INPUT MATERIAL>

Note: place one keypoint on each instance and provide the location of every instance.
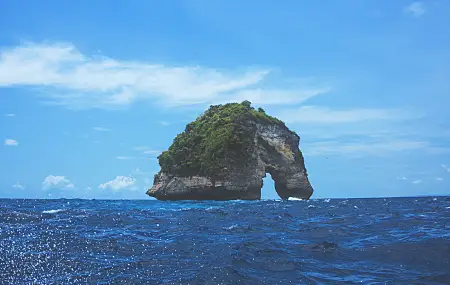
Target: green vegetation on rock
(216, 140)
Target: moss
(216, 141)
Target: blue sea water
(354, 241)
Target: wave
(52, 211)
(294, 199)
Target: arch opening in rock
(268, 191)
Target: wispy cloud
(416, 9)
(125, 157)
(362, 148)
(75, 80)
(446, 168)
(142, 148)
(18, 186)
(118, 183)
(57, 182)
(152, 152)
(100, 129)
(138, 171)
(11, 142)
(324, 115)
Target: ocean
(323, 241)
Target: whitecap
(231, 227)
(52, 211)
(294, 199)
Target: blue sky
(92, 91)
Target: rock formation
(226, 152)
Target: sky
(92, 91)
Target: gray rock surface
(275, 151)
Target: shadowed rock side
(270, 148)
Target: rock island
(225, 154)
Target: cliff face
(265, 145)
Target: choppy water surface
(363, 241)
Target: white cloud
(76, 80)
(57, 182)
(124, 157)
(153, 152)
(148, 182)
(275, 97)
(141, 148)
(18, 186)
(416, 9)
(324, 115)
(11, 142)
(120, 182)
(361, 148)
(100, 129)
(138, 171)
(446, 168)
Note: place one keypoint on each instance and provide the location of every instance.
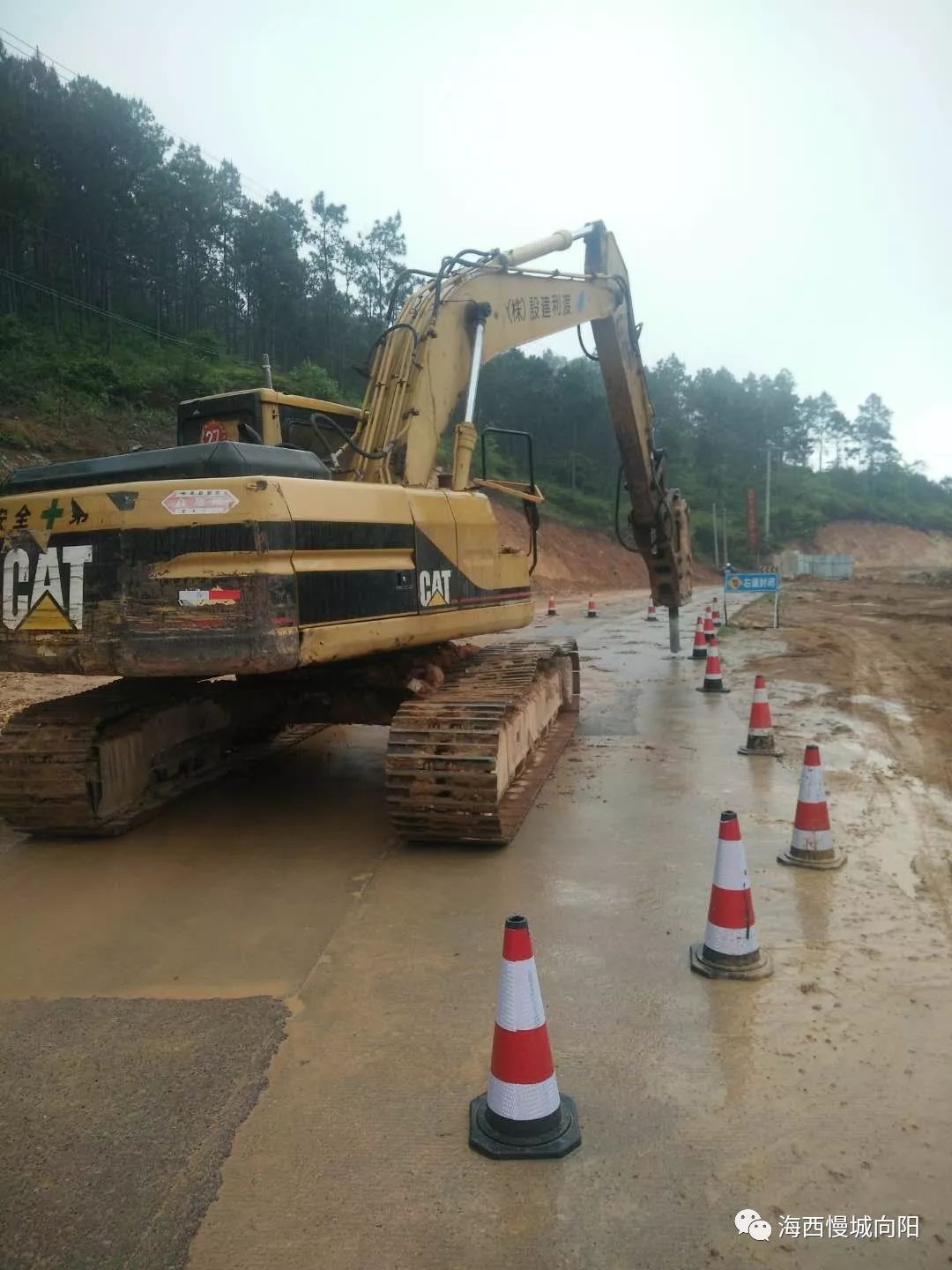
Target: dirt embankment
(571, 560)
(886, 655)
(889, 551)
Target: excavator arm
(471, 311)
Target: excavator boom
(469, 314)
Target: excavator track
(466, 764)
(95, 764)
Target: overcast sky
(777, 172)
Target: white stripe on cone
(811, 840)
(811, 785)
(522, 1102)
(519, 1000)
(733, 943)
(730, 866)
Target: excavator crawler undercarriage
(464, 764)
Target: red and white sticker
(204, 598)
(199, 502)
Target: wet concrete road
(822, 1090)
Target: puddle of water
(894, 709)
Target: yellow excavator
(294, 563)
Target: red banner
(752, 519)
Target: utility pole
(767, 507)
(724, 542)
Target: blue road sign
(747, 582)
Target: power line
(28, 49)
(104, 312)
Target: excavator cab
(271, 418)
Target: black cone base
(700, 964)
(836, 862)
(495, 1143)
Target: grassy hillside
(74, 395)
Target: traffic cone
(712, 671)
(522, 1116)
(761, 727)
(811, 846)
(700, 649)
(730, 949)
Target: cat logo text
(45, 594)
(435, 587)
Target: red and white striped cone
(700, 649)
(811, 845)
(714, 683)
(730, 949)
(522, 1114)
(761, 727)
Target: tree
(383, 250)
(874, 435)
(816, 415)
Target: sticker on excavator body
(199, 502)
(217, 430)
(46, 594)
(213, 596)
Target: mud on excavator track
(464, 764)
(100, 762)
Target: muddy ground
(135, 1093)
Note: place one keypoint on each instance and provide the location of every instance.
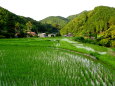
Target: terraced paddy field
(40, 62)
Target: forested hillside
(12, 25)
(98, 23)
(56, 21)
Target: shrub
(105, 42)
(112, 43)
(80, 39)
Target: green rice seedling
(37, 62)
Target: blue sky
(39, 9)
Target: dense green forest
(12, 25)
(56, 21)
(98, 24)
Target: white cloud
(39, 9)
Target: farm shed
(51, 35)
(42, 35)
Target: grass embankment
(104, 54)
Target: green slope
(98, 23)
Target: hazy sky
(39, 9)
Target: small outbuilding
(42, 35)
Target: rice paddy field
(39, 62)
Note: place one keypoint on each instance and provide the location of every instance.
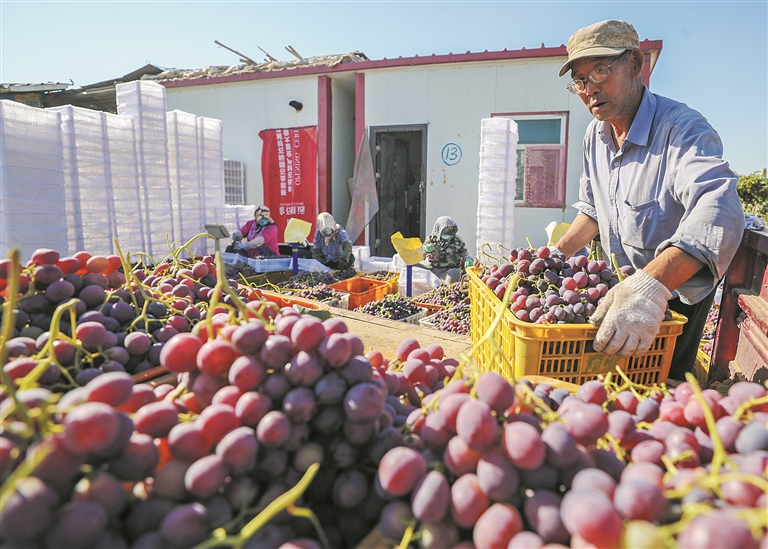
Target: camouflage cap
(601, 39)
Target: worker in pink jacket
(260, 235)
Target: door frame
(400, 128)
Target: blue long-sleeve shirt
(666, 186)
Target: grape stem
(281, 503)
(24, 470)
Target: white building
(423, 118)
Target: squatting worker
(656, 190)
(260, 235)
(332, 246)
(446, 252)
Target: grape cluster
(321, 292)
(529, 466)
(310, 279)
(235, 271)
(254, 409)
(445, 295)
(121, 325)
(547, 288)
(392, 306)
(455, 319)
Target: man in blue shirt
(657, 192)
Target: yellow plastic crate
(559, 351)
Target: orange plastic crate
(361, 290)
(559, 351)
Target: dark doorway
(400, 161)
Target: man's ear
(636, 61)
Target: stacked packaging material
(124, 173)
(87, 183)
(211, 152)
(184, 166)
(496, 187)
(145, 102)
(31, 180)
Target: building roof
(321, 61)
(33, 88)
(100, 96)
(358, 62)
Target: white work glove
(630, 315)
(257, 242)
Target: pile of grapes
(282, 432)
(310, 279)
(547, 288)
(455, 319)
(81, 317)
(445, 295)
(391, 306)
(239, 269)
(612, 466)
(321, 292)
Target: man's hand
(630, 315)
(257, 242)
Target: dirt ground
(385, 335)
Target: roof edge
(358, 66)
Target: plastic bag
(297, 230)
(410, 249)
(555, 232)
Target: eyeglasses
(598, 75)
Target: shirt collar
(640, 130)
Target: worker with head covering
(260, 235)
(332, 246)
(445, 249)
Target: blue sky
(714, 57)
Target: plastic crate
(393, 283)
(559, 351)
(361, 290)
(341, 302)
(426, 322)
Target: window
(540, 160)
(234, 192)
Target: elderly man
(656, 190)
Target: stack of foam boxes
(496, 186)
(90, 202)
(145, 102)
(31, 180)
(186, 178)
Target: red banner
(289, 170)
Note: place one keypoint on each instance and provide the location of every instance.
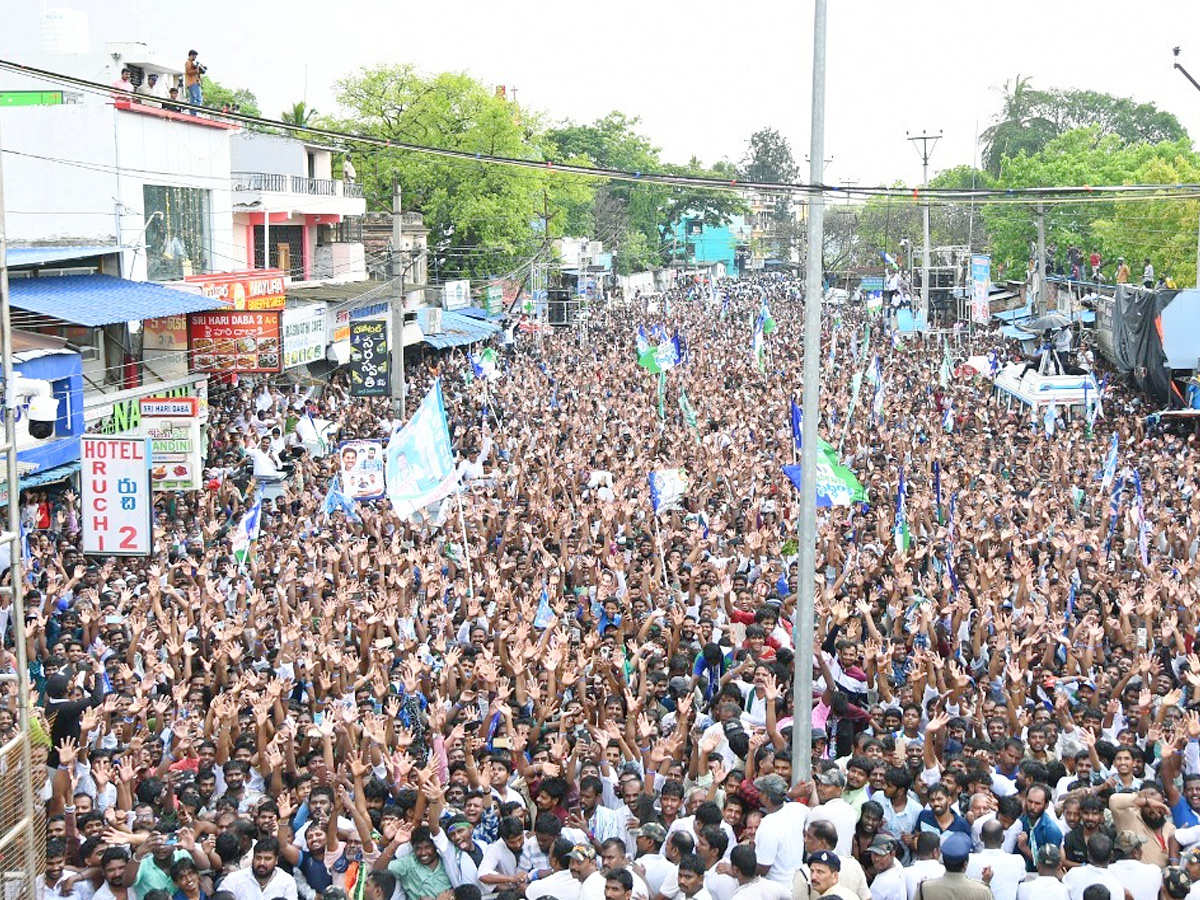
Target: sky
(702, 76)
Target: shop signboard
(118, 508)
(245, 342)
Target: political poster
(177, 457)
(369, 359)
(360, 465)
(115, 499)
(420, 462)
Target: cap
(957, 847)
(1128, 840)
(653, 831)
(582, 852)
(774, 787)
(1049, 855)
(881, 845)
(1176, 881)
(832, 778)
(827, 858)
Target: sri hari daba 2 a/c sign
(118, 507)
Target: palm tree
(1019, 126)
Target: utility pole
(803, 622)
(928, 142)
(396, 305)
(1041, 268)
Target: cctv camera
(42, 413)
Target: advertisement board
(304, 335)
(177, 453)
(259, 289)
(455, 294)
(981, 286)
(117, 504)
(361, 465)
(234, 342)
(369, 359)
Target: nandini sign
(118, 508)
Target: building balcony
(298, 193)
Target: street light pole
(803, 622)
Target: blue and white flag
(1110, 466)
(667, 487)
(246, 532)
(420, 462)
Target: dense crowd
(564, 695)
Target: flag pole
(803, 622)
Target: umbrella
(1051, 322)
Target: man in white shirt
(828, 786)
(559, 883)
(1045, 886)
(1141, 881)
(1007, 869)
(1095, 871)
(263, 880)
(775, 843)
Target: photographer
(193, 73)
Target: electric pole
(803, 622)
(928, 142)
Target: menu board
(245, 342)
(369, 359)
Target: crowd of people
(562, 695)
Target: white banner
(117, 504)
(304, 335)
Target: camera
(42, 412)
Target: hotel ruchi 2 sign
(259, 289)
(118, 507)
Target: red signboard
(259, 289)
(235, 341)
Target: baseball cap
(957, 847)
(582, 852)
(653, 831)
(825, 857)
(772, 786)
(1128, 840)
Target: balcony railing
(294, 184)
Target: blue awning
(459, 330)
(19, 257)
(95, 300)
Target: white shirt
(1084, 876)
(1007, 871)
(844, 817)
(921, 871)
(1044, 887)
(244, 886)
(561, 885)
(1141, 880)
(779, 841)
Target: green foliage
(480, 216)
(216, 96)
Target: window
(178, 237)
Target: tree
(480, 216)
(217, 96)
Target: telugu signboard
(981, 286)
(261, 289)
(304, 335)
(234, 341)
(118, 509)
(455, 294)
(369, 359)
(173, 425)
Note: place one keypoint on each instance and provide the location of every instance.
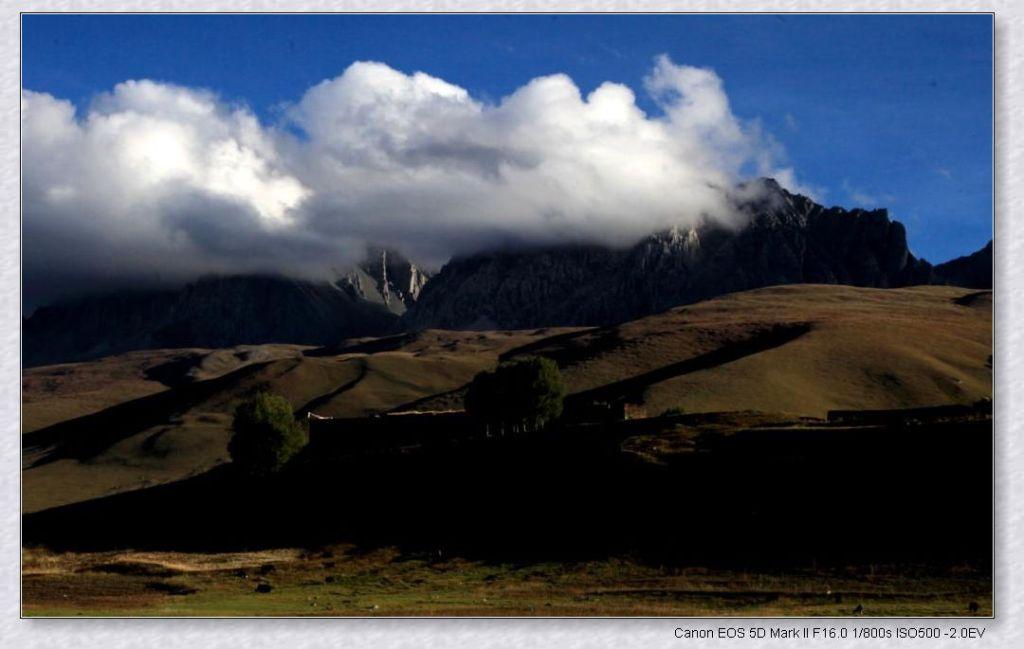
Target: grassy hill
(141, 419)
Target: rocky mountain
(973, 270)
(784, 239)
(227, 311)
(787, 239)
(387, 278)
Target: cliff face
(787, 239)
(387, 278)
(783, 239)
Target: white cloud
(865, 200)
(158, 180)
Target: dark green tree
(265, 434)
(522, 394)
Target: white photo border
(1006, 630)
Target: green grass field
(336, 581)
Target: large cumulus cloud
(159, 183)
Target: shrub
(525, 393)
(265, 434)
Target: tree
(525, 393)
(265, 434)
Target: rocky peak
(387, 277)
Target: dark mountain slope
(973, 271)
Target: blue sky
(876, 111)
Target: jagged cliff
(786, 239)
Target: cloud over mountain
(158, 183)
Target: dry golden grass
(866, 348)
(181, 444)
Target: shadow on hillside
(632, 388)
(86, 436)
(759, 498)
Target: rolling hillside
(140, 419)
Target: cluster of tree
(264, 434)
(520, 395)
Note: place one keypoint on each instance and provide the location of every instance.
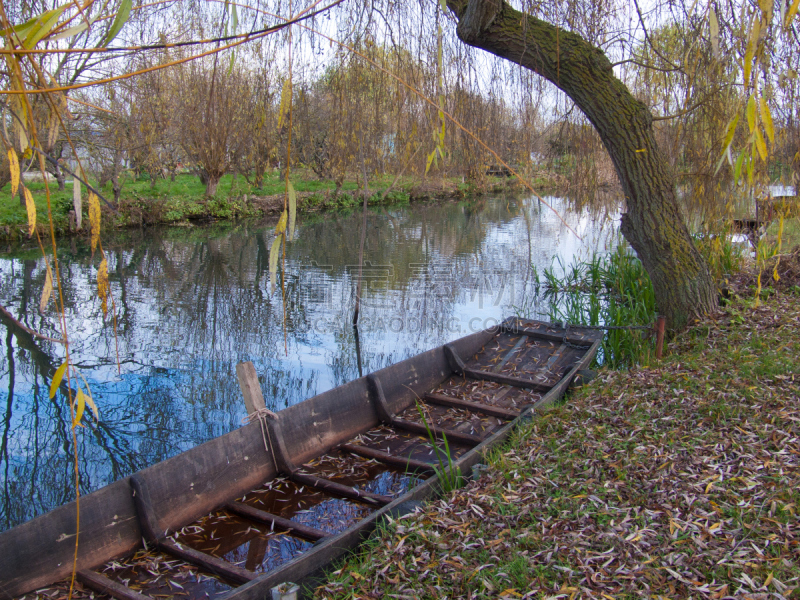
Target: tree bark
(653, 224)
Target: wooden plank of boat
(334, 548)
(260, 516)
(493, 411)
(438, 432)
(192, 484)
(399, 462)
(338, 489)
(103, 585)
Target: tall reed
(609, 290)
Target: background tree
(653, 224)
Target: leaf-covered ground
(675, 481)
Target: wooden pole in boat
(251, 389)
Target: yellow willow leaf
(59, 375)
(13, 165)
(761, 145)
(45, 23)
(47, 291)
(750, 113)
(274, 254)
(292, 210)
(119, 20)
(713, 26)
(730, 132)
(90, 401)
(737, 169)
(80, 406)
(792, 12)
(31, 207)
(102, 285)
(281, 226)
(766, 119)
(94, 218)
(431, 157)
(286, 101)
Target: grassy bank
(675, 481)
(184, 199)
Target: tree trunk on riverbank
(653, 224)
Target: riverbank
(675, 480)
(183, 200)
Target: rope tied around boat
(261, 415)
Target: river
(191, 302)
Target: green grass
(680, 480)
(609, 290)
(183, 199)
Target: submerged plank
(492, 411)
(392, 460)
(260, 516)
(196, 482)
(339, 489)
(506, 380)
(216, 565)
(104, 585)
(438, 432)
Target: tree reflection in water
(192, 302)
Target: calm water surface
(192, 302)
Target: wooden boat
(280, 498)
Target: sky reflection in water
(192, 302)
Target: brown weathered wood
(438, 432)
(492, 411)
(197, 481)
(381, 406)
(256, 551)
(205, 561)
(392, 460)
(506, 380)
(251, 388)
(455, 361)
(104, 585)
(520, 342)
(560, 388)
(335, 547)
(260, 516)
(339, 489)
(144, 509)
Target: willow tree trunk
(653, 224)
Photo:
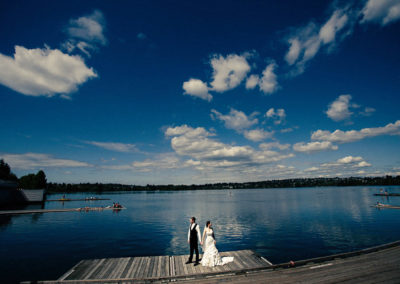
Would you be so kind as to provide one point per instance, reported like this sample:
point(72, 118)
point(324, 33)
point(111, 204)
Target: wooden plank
point(159, 265)
point(127, 267)
point(144, 267)
point(172, 266)
point(116, 273)
point(130, 272)
point(184, 266)
point(107, 264)
point(149, 271)
point(122, 267)
point(88, 268)
point(94, 269)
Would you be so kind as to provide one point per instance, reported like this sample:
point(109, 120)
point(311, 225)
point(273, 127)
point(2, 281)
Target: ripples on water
point(280, 224)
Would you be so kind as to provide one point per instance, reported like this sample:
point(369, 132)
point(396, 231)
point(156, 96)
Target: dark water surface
point(280, 224)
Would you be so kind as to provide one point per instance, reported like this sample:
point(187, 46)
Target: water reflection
point(280, 224)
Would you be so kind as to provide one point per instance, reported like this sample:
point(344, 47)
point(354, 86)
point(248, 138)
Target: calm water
point(280, 224)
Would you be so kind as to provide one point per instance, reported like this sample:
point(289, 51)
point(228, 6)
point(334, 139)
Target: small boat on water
point(385, 206)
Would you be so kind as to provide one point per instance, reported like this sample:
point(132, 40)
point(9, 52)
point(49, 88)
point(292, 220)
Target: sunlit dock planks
point(379, 264)
point(156, 268)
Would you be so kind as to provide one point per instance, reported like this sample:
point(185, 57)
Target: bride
point(211, 256)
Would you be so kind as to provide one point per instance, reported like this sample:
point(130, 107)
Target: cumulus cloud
point(228, 72)
point(339, 109)
point(314, 146)
point(346, 166)
point(114, 146)
point(236, 120)
point(348, 161)
point(43, 72)
point(268, 82)
point(256, 135)
point(305, 42)
point(278, 116)
point(271, 145)
point(252, 81)
point(381, 11)
point(38, 161)
point(342, 109)
point(207, 153)
point(339, 136)
point(197, 88)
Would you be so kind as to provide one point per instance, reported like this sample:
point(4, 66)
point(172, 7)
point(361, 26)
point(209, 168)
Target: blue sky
point(182, 92)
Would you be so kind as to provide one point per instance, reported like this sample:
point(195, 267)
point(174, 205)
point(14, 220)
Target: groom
point(193, 239)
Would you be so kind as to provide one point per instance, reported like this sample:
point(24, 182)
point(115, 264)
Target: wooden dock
point(373, 265)
point(34, 211)
point(78, 199)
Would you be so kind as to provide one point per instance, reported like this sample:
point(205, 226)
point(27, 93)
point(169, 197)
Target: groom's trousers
point(194, 247)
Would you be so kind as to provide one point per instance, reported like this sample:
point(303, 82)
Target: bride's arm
point(202, 239)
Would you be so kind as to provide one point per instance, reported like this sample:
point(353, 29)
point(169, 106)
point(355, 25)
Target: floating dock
point(373, 265)
point(33, 211)
point(386, 194)
point(385, 206)
point(80, 199)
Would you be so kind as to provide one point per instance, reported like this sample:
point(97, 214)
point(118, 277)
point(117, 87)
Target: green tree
point(31, 181)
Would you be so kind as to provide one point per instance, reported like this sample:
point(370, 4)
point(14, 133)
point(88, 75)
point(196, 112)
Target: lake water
point(279, 224)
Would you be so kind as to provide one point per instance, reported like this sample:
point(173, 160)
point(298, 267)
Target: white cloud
point(257, 134)
point(305, 43)
point(268, 146)
point(38, 161)
point(381, 11)
point(88, 28)
point(339, 109)
point(228, 72)
point(43, 72)
point(114, 146)
point(252, 81)
point(348, 162)
point(339, 136)
point(196, 144)
point(236, 120)
point(278, 116)
point(368, 111)
point(85, 33)
point(197, 88)
point(314, 146)
point(268, 82)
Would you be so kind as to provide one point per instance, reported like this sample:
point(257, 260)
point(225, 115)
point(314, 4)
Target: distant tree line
point(29, 181)
point(38, 180)
point(286, 183)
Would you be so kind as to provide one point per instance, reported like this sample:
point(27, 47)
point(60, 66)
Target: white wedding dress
point(211, 256)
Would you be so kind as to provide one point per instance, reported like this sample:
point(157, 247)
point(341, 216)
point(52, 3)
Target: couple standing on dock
point(211, 256)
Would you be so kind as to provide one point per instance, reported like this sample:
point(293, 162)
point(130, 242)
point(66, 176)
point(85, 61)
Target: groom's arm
point(198, 233)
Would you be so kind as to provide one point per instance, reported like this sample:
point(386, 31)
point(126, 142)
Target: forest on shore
point(39, 180)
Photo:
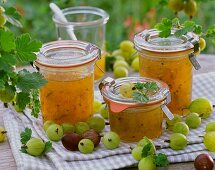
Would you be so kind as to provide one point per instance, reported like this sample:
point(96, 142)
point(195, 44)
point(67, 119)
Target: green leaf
point(22, 99)
point(146, 149)
point(139, 86)
point(26, 47)
point(109, 62)
point(23, 149)
point(27, 81)
point(197, 29)
point(6, 41)
point(180, 32)
point(161, 160)
point(2, 84)
point(7, 61)
point(164, 27)
point(48, 147)
point(176, 23)
point(12, 12)
point(151, 86)
point(26, 135)
point(210, 33)
point(139, 96)
point(189, 25)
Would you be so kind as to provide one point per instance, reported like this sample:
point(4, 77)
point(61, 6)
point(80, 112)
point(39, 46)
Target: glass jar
point(169, 60)
point(68, 67)
point(87, 24)
point(131, 119)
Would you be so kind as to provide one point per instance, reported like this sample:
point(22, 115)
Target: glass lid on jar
point(134, 90)
point(67, 53)
point(149, 40)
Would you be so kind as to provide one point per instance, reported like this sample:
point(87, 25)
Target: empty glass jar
point(87, 24)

TASK INSTRUCTIONS> How many lines of the records above contain the string "boat", matching case exactly? Give only the number.

EXERCISE RESULT> 5